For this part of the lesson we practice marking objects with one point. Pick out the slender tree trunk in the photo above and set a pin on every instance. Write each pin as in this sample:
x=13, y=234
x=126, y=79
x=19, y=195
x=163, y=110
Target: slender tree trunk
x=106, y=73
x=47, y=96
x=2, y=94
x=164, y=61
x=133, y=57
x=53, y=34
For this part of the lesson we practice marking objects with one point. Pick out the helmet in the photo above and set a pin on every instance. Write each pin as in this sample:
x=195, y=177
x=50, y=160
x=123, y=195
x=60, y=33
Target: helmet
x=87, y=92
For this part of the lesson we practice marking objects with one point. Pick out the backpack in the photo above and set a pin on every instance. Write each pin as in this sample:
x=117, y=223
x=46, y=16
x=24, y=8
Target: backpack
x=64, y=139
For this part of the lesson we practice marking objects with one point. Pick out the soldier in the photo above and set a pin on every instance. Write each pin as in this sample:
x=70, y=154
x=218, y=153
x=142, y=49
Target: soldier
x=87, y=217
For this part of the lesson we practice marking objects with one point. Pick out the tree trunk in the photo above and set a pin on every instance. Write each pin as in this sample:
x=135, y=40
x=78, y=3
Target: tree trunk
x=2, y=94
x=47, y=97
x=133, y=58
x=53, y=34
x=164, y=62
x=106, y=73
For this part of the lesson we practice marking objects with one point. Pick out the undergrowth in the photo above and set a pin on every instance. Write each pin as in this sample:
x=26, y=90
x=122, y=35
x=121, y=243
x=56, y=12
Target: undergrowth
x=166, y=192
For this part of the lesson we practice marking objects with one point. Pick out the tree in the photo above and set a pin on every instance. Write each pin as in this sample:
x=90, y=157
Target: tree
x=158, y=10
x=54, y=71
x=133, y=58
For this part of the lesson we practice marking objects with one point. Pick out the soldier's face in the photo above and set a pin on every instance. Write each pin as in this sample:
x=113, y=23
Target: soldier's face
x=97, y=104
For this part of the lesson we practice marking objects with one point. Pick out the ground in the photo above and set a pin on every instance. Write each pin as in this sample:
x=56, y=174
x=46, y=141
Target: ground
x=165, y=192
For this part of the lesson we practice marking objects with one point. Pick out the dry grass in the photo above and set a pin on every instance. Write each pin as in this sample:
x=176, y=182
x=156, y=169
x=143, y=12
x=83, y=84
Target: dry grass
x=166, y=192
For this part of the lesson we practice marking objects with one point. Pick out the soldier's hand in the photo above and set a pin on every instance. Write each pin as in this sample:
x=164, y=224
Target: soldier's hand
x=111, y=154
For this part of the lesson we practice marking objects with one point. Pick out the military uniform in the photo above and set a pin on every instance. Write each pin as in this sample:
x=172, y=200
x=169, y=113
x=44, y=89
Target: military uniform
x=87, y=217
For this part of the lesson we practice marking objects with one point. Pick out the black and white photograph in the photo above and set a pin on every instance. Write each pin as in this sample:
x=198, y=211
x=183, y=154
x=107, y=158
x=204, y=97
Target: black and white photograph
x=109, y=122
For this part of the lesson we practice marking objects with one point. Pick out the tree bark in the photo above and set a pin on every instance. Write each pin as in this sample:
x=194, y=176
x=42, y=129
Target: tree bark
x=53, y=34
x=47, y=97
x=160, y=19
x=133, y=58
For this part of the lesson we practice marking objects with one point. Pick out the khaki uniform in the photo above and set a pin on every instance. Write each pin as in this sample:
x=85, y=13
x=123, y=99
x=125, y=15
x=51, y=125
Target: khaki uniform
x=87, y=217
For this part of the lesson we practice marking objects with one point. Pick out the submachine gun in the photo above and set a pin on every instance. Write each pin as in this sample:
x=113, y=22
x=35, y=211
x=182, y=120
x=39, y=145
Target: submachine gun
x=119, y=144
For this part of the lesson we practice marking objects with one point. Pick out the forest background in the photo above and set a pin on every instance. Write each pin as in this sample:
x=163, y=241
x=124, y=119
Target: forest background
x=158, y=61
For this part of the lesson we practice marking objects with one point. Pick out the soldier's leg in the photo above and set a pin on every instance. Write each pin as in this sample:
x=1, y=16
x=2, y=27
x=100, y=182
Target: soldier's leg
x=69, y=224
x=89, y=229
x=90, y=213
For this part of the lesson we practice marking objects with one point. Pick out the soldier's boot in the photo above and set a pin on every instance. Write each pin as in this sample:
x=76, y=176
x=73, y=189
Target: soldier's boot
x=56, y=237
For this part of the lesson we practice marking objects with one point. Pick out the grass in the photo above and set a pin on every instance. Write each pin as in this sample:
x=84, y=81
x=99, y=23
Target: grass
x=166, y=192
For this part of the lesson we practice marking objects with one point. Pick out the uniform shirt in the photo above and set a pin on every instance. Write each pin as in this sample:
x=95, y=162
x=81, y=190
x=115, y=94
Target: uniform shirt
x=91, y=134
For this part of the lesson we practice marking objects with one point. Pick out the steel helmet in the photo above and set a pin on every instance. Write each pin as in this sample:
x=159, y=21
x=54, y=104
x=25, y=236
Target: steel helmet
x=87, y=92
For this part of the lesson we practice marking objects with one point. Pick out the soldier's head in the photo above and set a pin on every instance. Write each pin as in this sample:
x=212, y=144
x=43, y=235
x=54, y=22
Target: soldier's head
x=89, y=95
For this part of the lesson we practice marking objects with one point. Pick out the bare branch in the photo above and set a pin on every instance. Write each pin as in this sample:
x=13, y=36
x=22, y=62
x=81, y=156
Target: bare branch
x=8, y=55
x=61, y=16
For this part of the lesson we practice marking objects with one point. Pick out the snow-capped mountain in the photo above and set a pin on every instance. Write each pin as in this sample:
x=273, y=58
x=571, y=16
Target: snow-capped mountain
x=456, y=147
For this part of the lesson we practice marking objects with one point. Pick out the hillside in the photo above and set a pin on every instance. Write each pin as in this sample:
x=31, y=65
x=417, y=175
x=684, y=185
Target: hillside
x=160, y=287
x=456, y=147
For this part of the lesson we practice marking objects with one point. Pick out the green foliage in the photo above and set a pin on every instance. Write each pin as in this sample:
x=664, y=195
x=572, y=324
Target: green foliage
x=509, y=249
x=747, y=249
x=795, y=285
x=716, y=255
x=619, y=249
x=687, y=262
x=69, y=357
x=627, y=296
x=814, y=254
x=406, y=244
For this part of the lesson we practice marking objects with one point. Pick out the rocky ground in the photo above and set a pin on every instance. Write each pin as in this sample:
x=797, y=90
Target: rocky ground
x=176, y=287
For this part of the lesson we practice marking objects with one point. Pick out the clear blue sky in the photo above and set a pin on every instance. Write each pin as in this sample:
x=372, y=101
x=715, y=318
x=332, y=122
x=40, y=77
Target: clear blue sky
________
### THE TASK
Render all the items above as a Markdown table with the columns Row and Line. Put one line per row, number the rows in order, and leave out blank lines.

### EXPECTED ANSWER
| Row | Line |
|---|---|
| 1 | For this part of the lesson we practice marking objects with one point. Pick out the slender tree trunk in the photo above and set a pin on every instance. Write each pin as in this sample: |
| 2 | x=13, y=234 |
| 3 | x=126, y=79 |
| 4 | x=19, y=195 |
| 5 | x=163, y=110 |
| 6 | Target: slender tree trunk |
| 7 | x=106, y=73 |
| 8 | x=47, y=96 |
| 9 | x=2, y=94 |
| 10 | x=164, y=61 |
| 11 | x=133, y=57 |
| 12 | x=53, y=34 |
| 13 | For this part of the lesson we practice marking objects with one point. Pick out the helmet in the photo above and set a pin on every instance. Write each pin as in this sample: |
| 14 | x=195, y=177 |
| 15 | x=50, y=160 |
| 16 | x=123, y=195 |
| 17 | x=60, y=33 |
| 18 | Target: helmet |
| 19 | x=87, y=92 |
| 20 | For this part of the lesson we practice marking objects with one point. Pick out the backpack in the photo above and set a pin on every instance. Write each pin as in this sample: |
| 21 | x=117, y=223 |
| 22 | x=46, y=16 |
| 23 | x=24, y=8 |
| 24 | Target: backpack |
| 25 | x=64, y=139 |
| 26 | For this part of the lesson we practice marking objects with one point. Pick out the soldier in the photo above and set a pin on every instance. Write each pin as in this sample: |
| 27 | x=70, y=154 |
| 28 | x=218, y=153 |
| 29 | x=142, y=49 |
| 30 | Target: soldier |
| 31 | x=87, y=217 |
| 32 | For this part of the lesson we practice marking objects with one point. Pick out the tree trunk in the photo above and set a pin on every instance. Write each pin as in this sample: |
| 33 | x=135, y=40 |
| 34 | x=78, y=3 |
| 35 | Target: tree trunk |
| 36 | x=2, y=94 |
| 37 | x=47, y=97 |
| 38 | x=133, y=58 |
| 39 | x=53, y=34 |
| 40 | x=164, y=62 |
| 41 | x=106, y=73 |
| 42 | For this part of the lesson we practice marking objects with one point. Pick out the undergrowth in the photo above and set a pin on every instance. Write each pin as in this sample: |
| 43 | x=26, y=90 |
| 44 | x=122, y=35 |
| 45 | x=121, y=243 |
| 46 | x=56, y=12 |
| 47 | Target: undergrowth |
| 48 | x=166, y=192 |
| 49 | For this part of the lesson we practice marking objects with one point. Pick out the tree in the photo above and set a pin on every instance. Write each pin as in this sample: |
| 50 | x=90, y=157 |
| 51 | Target: tree |
| 52 | x=158, y=10 |
| 53 | x=54, y=71 |
| 54 | x=133, y=58 |
| 55 | For this part of the lesson we practice marking objects with one point. Pick out the soldier's face in the photo above and set a pin on every instance. Write each pin as in this sample: |
| 56 | x=113, y=23 |
| 57 | Target: soldier's face |
| 58 | x=97, y=104 |
| 59 | For this part of the lesson we practice marking objects with one point. Pick out the ground in the photo above and set a pin on every instance. Write each pin as in this sample: |
| 60 | x=56, y=174 |
| 61 | x=46, y=141 |
| 62 | Target: ground |
| 63 | x=165, y=192 |
| 64 | For this part of the lesson we practice marking objects with one point. Pick out the dry grass in the photo above and set a pin on every instance. Write each pin as in this sample: |
| 65 | x=176, y=182 |
| 66 | x=156, y=169 |
| 67 | x=143, y=12 |
| 68 | x=83, y=84 |
| 69 | Target: dry grass |
| 70 | x=166, y=192 |
| 71 | For this part of the lesson we practice marking objects with one point. Pick out the soldier's hand in the photo above and set a pin on every instance. Write each pin as in this sample: |
| 72 | x=164, y=224 |
| 73 | Target: soldier's hand |
| 74 | x=111, y=154 |
| 75 | For this part of the lesson we practice marking objects with one point. Pick out the military uniform in the photo above and set a pin on every instance. Write each pin as in this sample: |
| 76 | x=172, y=200 |
| 77 | x=169, y=113 |
| 78 | x=44, y=89 |
| 79 | Target: military uniform |
| 80 | x=87, y=217 |
| 81 | For this part of the lesson we practice marking objects with one point. Pick out the black and white photograph in the photo above and set a pin on every instance. Write each pin as in this sample: |
| 82 | x=198, y=211 |
| 83 | x=183, y=154 |
| 84 | x=107, y=158 |
| 85 | x=204, y=97 |
| 86 | Target: black and white photograph |
| 87 | x=109, y=122 |
| 88 | For this part of the lesson we practice marking objects with one point. Pick out the tree bark in the photo above and set a pin on every instance. Write each pin as in this sample: |
| 89 | x=194, y=176 |
| 90 | x=42, y=129 |
| 91 | Target: tree bark |
| 92 | x=53, y=34 |
| 93 | x=47, y=97 |
| 94 | x=160, y=19 |
| 95 | x=133, y=58 |
| 96 | For this part of the lesson we practice marking objects with one point. Pick out the khaki uniform in the photo above and set a pin on every instance. Write each pin as in this sample: |
| 97 | x=85, y=13 |
| 98 | x=123, y=99 |
| 99 | x=125, y=15 |
| 100 | x=51, y=125 |
| 101 | Target: khaki uniform |
| 102 | x=87, y=217 |
| 103 | For this part of the lesson we practice marking objects with one point. Pick out the submachine gun in the photo above and set a pin on every instance. Write each pin as in this sample: |
| 104 | x=113, y=22 |
| 105 | x=35, y=211 |
| 106 | x=182, y=120 |
| 107 | x=39, y=145 |
| 108 | Target: submachine gun |
| 109 | x=119, y=144 |
| 110 | For this part of the lesson we practice marking objects with one point. Pick out the forest background in the photo above and set a pin on every instance. Write each pin as in this sample: |
| 111 | x=163, y=241 |
| 112 | x=124, y=119 |
| 113 | Target: forest background |
| 114 | x=158, y=61 |
| 115 | For this part of the lesson we practice marking objects with one point. Pick out the soldier's leg in the photo above and set a pin on every instance. Write each pin as in this sample: |
| 116 | x=1, y=16 |
| 117 | x=2, y=27 |
| 118 | x=100, y=182 |
| 119 | Target: soldier's leg |
| 120 | x=69, y=224 |
| 121 | x=89, y=229 |
| 122 | x=90, y=213 |
| 123 | For this part of the lesson we practice marking objects with one point. Pick out the soldier's boot in the photo above and set a pin on every instance. Write each pin as in this sample: |
| 124 | x=76, y=176 |
| 125 | x=73, y=189 |
| 126 | Target: soldier's boot |
| 127 | x=56, y=237 |
| 128 | For this part of the lesson we practice marking objects with one point. Pick out the grass in the photo above and set a pin on every instance. Write each pin as in this sample: |
| 129 | x=84, y=81 |
| 130 | x=99, y=23 |
| 131 | Target: grass |
| 132 | x=166, y=192 |
| 133 | For this part of the lesson we practice marking objects with one point. Pick out the uniform shirt in the photo above and set a pin on every instance. Write each pin as in this sample: |
| 134 | x=95, y=162 |
| 135 | x=81, y=190 |
| 136 | x=115, y=94 |
| 137 | Target: uniform shirt |
| 138 | x=91, y=134 |
| 139 | For this part of the lesson we practice marking objects with one point. Pick out the steel helmet in the photo above and set a pin on every instance. Write each pin as in this sample: |
| 140 | x=159, y=21 |
| 141 | x=54, y=104 |
| 142 | x=25, y=236 |
| 143 | Target: steel helmet |
| 144 | x=87, y=92 |
| 145 | For this part of the lesson we practice marking objects with one point. Pick out the soldier's head in the photo above and set a pin on every instance. Write each pin as in this sample: |
| 146 | x=212, y=144 |
| 147 | x=43, y=235 |
| 148 | x=54, y=22 |
| 149 | Target: soldier's head |
| 150 | x=89, y=95 |
| 151 | For this part of the lesson we practice marking objects with one point. Pick out the bare branch in the photo above and set a pin on every instance. Write each pin as in this sample: |
| 152 | x=13, y=36 |
| 153 | x=22, y=62 |
| 154 | x=81, y=156 |
| 155 | Target: bare branch |
| 156 | x=8, y=55 |
| 157 | x=61, y=16 |
| 158 | For this part of the lesson we practice marking objects with one point. Pick out the snow-capped mountain in the photo above and set a pin on every instance. Write each pin as in this sample: |
| 159 | x=273, y=58 |
| 160 | x=571, y=16 |
| 161 | Target: snow-capped mountain |
| 162 | x=456, y=147 |
| 163 | For this part of the lesson we practice marking objects with one point. Pick out the hillside in the photo above and set a pin on every instance. Write each pin as in this sample: |
| 164 | x=31, y=65 |
| 165 | x=417, y=175 |
| 166 | x=684, y=185 |
| 167 | Target: hillside |
| 168 | x=160, y=287 |
| 169 | x=456, y=147 |
| 170 | For this part of the lesson we practice marking objects with one point. Pick out the green foliage in the photo above and set a pin on every instance. Write each pin as in this sample: |
| 171 | x=664, y=195 |
| 172 | x=572, y=324 |
| 173 | Target: green foliage |
| 174 | x=509, y=249 |
| 175 | x=747, y=249 |
| 176 | x=795, y=285 |
| 177 | x=716, y=255 |
| 178 | x=619, y=249 |
| 179 | x=687, y=262 |
| 180 | x=69, y=357 |
| 181 | x=627, y=296 |
| 182 | x=814, y=254 |
| 183 | x=406, y=244 |
| 184 | For this part of the lesson we practice marking objects with one point. Pick out the rocky ground in the photo above and set a pin on every instance. Write each pin as in this sample: |
| 185 | x=797, y=90 |
| 186 | Target: rocky ground |
| 187 | x=176, y=287 |
| 188 | For this part of the lesson we practice marking objects with one point. Pick out the clear blue sky in the photo above and set a pin on every instance. Write each pin as in this sample: |
| 189 | x=372, y=101 |
| 190 | x=715, y=318 |
| 191 | x=332, y=122 |
| 192 | x=40, y=77 |
| 193 | Target: clear blue sky |